**Énoncé de l'exercice**.
Indiquez si chacune des affirmations suivantes concorde avec le texte sur la situation en RDC, en répondant par oui ou par non et en citant textuellement les mots du texte qui tranchent : 1. En juin, les États-Unis ont gelé les avoirs du chef de la police de Kinshasa. 2. L'Union européenne a déjà pris des sanctions contre le gouvernement congolais. 3. À la veille des élections de 2011, Louis Michel présentait Joseph Kabila comme l'espoir du Congo.

Il n'est pas certain que cette énième manœuvre ait plus de chance de réussir que les autres et qu'elle ait raison de la volonté de changement et de la colère du peuple congolais.
Les « grands électeurs »
Cela fait de longs mois que les Etats-Unis sont très préoccupés par la situation en RDC. Le 16 septembre, John Kirby, porte-parole du Département d'Etat déclarait dans un communiqué : « Les Etats-Unis appellent toutes les parties à rejeter la violence et toute rhétorique incendiaire pendant cette période et tiendra pour responsable toute personne qui appellera à la violence, commettra des violences ou incitera à la violence. Nous sommes prêts à imposer des sanctions additionnelles ciblées contre de tels individus ». En juin dernier, les US avaient déjà gelé les avoirs du chef de la police de Kinshasa, le Général Célestin Kanyama, accusé d'être impliqué dans des violences contre les civils. Alors que l'étau se resserre, les Américains surveillent les événements comme le lait sur le feu. Des Marines en uniforme s'entraînent ostensiblement dans les rues de la capitale en jouant au foot avec des enfants et ces images sont ensuite postées sur YouTube. L'adresse à l'endroit de Joseph Kabila paraît claire. Il est également clair que le Président du Congo a perdu le soutien des « grands électeurs ». Louis Michel, ancien Commissaire européen et ex ministre des Affaires étrangères de Belgique, très impliqué en RDC, a été un de ses plus ardents défenseurs. Il l'a « parrainé » depuis son arrivée au pouvoir en 2001, et malgré une gouvernance catastrophique, il déclarait toujours à la veille des élections de 2011 « Joseph Kabila est l'espoir du Congo ». Mais en février 2015, le ton avait changé : devant le Parlement européen, Louis Michel dénonçait, en des termes peu amènes, le gouvernement de RDC, les violations des droits de l'homme et les arrestations arbitraires. Si l'Union européenne n'est pas encore passée au stade des sanctions, elle partage l'inquiétude des Etats-Unis et suit la ligne américaine dans ce dossier, comme dans beaucoup d'autres. Joseph Kabila est atteint du syndrome Mobutu, bien que comme lui, il ait rendu de bons et loyaux services, il n'est plus défendable. L'homme fort de Kinshasa n'est plus compatible avec l'image de la démocratie, des droits de l'homme et de la bonne gouvernance vantée par la « communauté internationale ».

**Matériel fourni**.
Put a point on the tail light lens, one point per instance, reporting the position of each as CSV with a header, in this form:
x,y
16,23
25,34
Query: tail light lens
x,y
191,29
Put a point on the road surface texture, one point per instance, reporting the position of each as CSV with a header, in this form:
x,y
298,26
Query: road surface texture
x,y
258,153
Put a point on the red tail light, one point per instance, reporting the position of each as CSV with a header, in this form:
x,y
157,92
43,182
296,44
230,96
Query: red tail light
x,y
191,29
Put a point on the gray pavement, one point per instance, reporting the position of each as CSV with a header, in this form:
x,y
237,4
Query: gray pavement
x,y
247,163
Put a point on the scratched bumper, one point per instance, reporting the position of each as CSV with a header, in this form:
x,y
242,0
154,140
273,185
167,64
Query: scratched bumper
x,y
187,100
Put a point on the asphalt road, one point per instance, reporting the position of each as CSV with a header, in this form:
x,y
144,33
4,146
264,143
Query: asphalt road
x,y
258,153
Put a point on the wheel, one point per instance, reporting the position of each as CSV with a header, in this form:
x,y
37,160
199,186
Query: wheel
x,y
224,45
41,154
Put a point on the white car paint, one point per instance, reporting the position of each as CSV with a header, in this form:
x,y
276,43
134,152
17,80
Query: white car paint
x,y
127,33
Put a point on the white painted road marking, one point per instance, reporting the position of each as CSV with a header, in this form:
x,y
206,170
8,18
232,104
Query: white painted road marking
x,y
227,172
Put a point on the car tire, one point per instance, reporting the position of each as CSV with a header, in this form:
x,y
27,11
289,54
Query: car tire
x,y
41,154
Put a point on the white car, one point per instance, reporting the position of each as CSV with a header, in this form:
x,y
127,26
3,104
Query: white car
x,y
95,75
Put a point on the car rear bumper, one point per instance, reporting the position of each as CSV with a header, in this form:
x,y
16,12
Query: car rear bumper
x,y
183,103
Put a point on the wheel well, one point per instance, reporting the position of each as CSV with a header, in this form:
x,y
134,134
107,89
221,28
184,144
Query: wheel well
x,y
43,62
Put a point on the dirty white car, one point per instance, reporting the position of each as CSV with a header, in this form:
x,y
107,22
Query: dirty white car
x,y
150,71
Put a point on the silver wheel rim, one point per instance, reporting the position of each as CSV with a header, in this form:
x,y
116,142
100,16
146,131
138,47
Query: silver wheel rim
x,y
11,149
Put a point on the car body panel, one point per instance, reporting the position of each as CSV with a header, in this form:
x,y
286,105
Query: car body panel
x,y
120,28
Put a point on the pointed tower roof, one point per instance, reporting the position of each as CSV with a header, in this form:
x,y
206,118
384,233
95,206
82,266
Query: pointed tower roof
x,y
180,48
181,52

**Corrigé détaillé**.
1. Oui : « En juin dernier, les US avaient déjà gelé les avoirs du chef de la police de Kinshasa, le Général Célestin Kanyama ».
2. Non : « Si l'Union européenne n'est pas encore passée au stade des sanctions ».
3. Oui : « il déclarait toujours à la veille des élections de 2011 « Joseph Kabila est l'espoir du Congo » ».